▸ **INSTRUÇÕES**
- A) Com base no trecho sobre Dante, responda a cada pergunta, marcando a resposta com o mesmo número:
(i) O que diziam sobre o mundo terrestre os ensinamentos oficiais aprovados pela Igreja?
(ii) Segundo alguns exegetas, por que Ulisses está condenado no inferno?
(iii) Quem é o guia de Dante no último Cântico do poema?
- B) Retome o trecho sobre Dante e continue o texto a partir da última frase.

▸ **TRECHO DA PÁGINA**
Note-se o conhecimento que tem Dante sobre a esfericidade da Terra, conhecimento que não era comum na sua época, uma vez que os ensinamentos oficiais aprovados pela Igreja diziam que o mundo terrestre era plano. Confirma a esfericidade do globo pela mudança do céu estrelado no hemisfério sul. Além das informações geográficas, pois diz-nos que este hemisfério está coberto de água, e a ciência moderna corrobora que os quatro quintos da terra emergidas se encontram no hemisfério norte.
Alguns exegetas da Divina Comédia enfatizam que Ulisses foi castigado pelo seu orgulho em querer conhecer tudo, e está condenado no inferno pela sua ânsia desmedida de conhecimento e aventura, já que Dante sim, pisará e atravessará a montanha do Purgatório guiado e ensinado pelo seu mentor Virgílio seguindo as instruções dadas a ele por Beatriz, a amada falecida de Dante e seu guia no último Cântico do poema, o do Paraíso. Recordemos que o próprio Dante era teólogo… e que tinha que se curvar às crenças de seu tempo.

▸ **Registros para marcar regiões**
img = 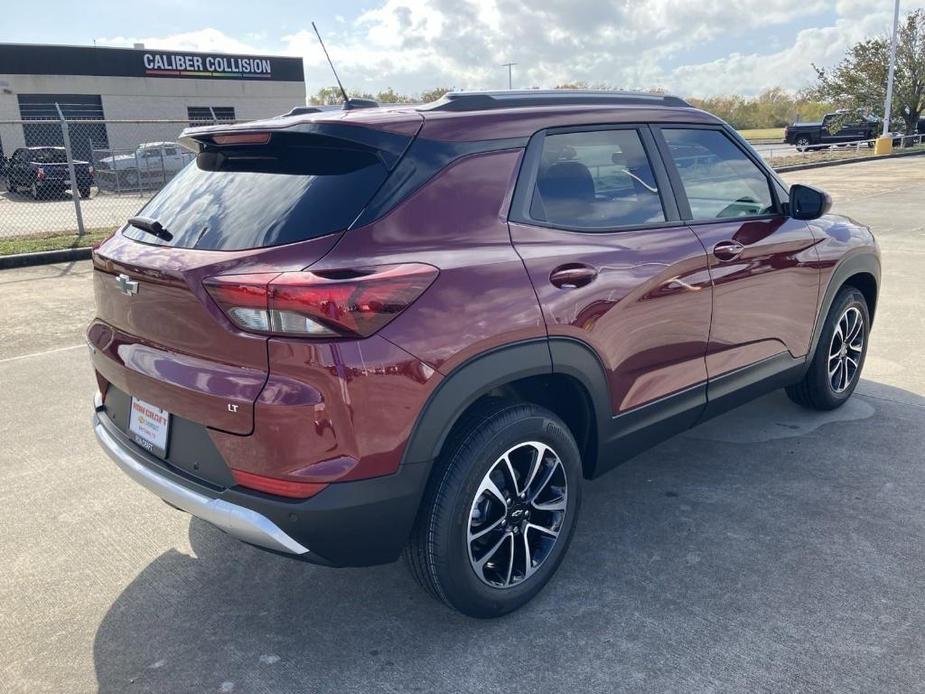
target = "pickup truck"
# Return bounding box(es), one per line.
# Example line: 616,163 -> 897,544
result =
96,142 -> 195,189
6,147 -> 94,200
784,111 -> 880,152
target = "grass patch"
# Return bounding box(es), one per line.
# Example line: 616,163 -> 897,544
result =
739,128 -> 784,142
0,227 -> 115,255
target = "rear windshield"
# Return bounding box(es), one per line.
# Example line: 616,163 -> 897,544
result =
29,148 -> 67,164
123,135 -> 388,251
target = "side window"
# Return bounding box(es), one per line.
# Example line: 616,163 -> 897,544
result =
662,128 -> 775,219
530,130 -> 665,231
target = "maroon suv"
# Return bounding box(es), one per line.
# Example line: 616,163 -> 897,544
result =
88,91 -> 880,616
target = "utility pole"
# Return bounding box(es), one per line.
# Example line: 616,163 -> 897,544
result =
501,62 -> 516,91
883,0 -> 899,137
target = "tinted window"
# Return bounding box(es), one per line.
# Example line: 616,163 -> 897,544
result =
662,128 -> 774,219
530,130 -> 665,230
124,135 -> 387,250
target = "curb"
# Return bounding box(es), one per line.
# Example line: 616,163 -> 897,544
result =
0,246 -> 93,270
772,150 -> 925,173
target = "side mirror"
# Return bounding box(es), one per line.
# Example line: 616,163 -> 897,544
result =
788,183 -> 832,220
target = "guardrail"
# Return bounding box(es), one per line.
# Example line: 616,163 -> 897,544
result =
750,133 -> 925,166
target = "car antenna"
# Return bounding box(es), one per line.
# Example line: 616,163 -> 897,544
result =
312,22 -> 353,111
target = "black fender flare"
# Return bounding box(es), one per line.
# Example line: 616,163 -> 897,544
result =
402,337 -> 610,465
806,251 -> 880,369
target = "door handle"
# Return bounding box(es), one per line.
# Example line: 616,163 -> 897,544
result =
713,241 -> 745,260
549,265 -> 597,289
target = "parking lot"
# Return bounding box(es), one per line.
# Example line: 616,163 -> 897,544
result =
0,157 -> 925,693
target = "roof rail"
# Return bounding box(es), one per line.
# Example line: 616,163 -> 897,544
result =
419,89 -> 690,111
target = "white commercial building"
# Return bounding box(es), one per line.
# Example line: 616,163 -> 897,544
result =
0,44 -> 305,159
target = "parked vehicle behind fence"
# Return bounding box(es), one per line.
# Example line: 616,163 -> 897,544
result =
784,111 -> 880,152
95,142 -> 194,190
6,147 -> 94,200
87,91 -> 880,617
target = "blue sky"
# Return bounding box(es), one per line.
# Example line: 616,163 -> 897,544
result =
0,0 -> 925,96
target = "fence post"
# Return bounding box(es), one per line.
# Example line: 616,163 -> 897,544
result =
55,103 -> 87,236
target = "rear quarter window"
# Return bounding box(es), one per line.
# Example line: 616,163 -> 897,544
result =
123,135 -> 388,250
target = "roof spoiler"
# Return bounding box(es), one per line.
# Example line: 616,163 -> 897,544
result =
419,89 -> 690,111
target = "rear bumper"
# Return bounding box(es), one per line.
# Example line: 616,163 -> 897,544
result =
93,396 -> 430,566
93,417 -> 308,554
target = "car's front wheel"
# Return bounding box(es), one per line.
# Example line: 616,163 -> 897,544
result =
405,401 -> 582,617
787,287 -> 870,410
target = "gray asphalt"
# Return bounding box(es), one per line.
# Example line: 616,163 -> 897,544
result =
0,158 -> 925,693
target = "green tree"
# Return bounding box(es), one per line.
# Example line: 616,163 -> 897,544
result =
308,87 -> 344,106
373,87 -> 414,104
421,87 -> 453,104
811,9 -> 925,134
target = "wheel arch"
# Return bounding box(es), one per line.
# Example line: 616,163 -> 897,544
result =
402,338 -> 609,476
806,251 -> 880,368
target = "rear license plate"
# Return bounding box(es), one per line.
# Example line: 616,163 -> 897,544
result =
128,397 -> 170,458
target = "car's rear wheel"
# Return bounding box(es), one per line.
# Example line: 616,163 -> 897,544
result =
787,287 -> 870,410
405,401 -> 581,617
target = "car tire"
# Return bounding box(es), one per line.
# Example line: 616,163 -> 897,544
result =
786,287 -> 870,410
404,399 -> 582,618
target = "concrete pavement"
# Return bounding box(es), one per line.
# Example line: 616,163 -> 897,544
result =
0,158 -> 925,693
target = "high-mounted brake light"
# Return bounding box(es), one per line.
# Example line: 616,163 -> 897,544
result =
203,263 -> 437,337
212,133 -> 270,145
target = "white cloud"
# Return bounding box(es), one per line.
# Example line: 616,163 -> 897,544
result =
99,0 -> 923,96
96,28 -> 270,53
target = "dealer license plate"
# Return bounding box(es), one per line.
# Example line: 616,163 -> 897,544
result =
128,397 -> 170,458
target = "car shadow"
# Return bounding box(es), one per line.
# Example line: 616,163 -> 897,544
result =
94,381 -> 925,692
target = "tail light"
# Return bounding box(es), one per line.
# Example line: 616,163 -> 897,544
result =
231,470 -> 328,499
203,263 -> 437,337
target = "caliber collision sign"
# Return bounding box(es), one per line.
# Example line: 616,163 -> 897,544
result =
143,53 -> 273,79
0,43 -> 305,82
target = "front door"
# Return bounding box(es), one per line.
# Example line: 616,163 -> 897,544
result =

▸ **RESPOSTAS EM ORDEM**
- A)
(i) Diziam que o mundo terrestre era plano.
(ii) Pela sua ânsia desmedida de conhecimento e aventura.
(iii) Beatriz, a amada falecida de Dante.

- B)
O poeta lisboeta Fernando Pessoa, mais de quinhentos anos depois e fazendo eco de uma frase do romano Pompeu (navegar é necessário, viver não é necessário) soube captar, no seguinte poema, o verdadeiro espírito que animou Ulisses, o espírito de superação, de conhecimento e experiência para transmutá-la em sabedoria.
Para terminar, espero encorajar o leitor a começar a leitura da Divina Comédia, invocando anteriormente, é claro, a musa Polimnia, a dos cantos sagrados e da poesia sacra, que certamente inspirou Dante na sua obra imortal.
Navegadores antigos tinham uma frase gloriosa:
“Navegar é preciso; viver não é preciso”.
Quero para mim o espírito [d]esta frase,
transformada a forma para a casar como eu sou:
Viver não é necessário; o que é necessário é criar.
Não conto gozar a minha vida; nem em gozá-la penso.
Só quero torná-la grande,
ainda que para isso tenha de ser o meu corpo
e a (minha alma) a lenha desse fogo.
Só quero torná-la de toda a humanidade;
ainda que para isso tenha de a perder como minha.
Cada vez mais assim penso.
Cada vez mais ponho da essência anímica do meu sangue
o propósito impessoal de engrandecer a pátria e contribuir
para a evolução da humanidade.
É a forma que em mim tomou o misticismo da nossa Raça.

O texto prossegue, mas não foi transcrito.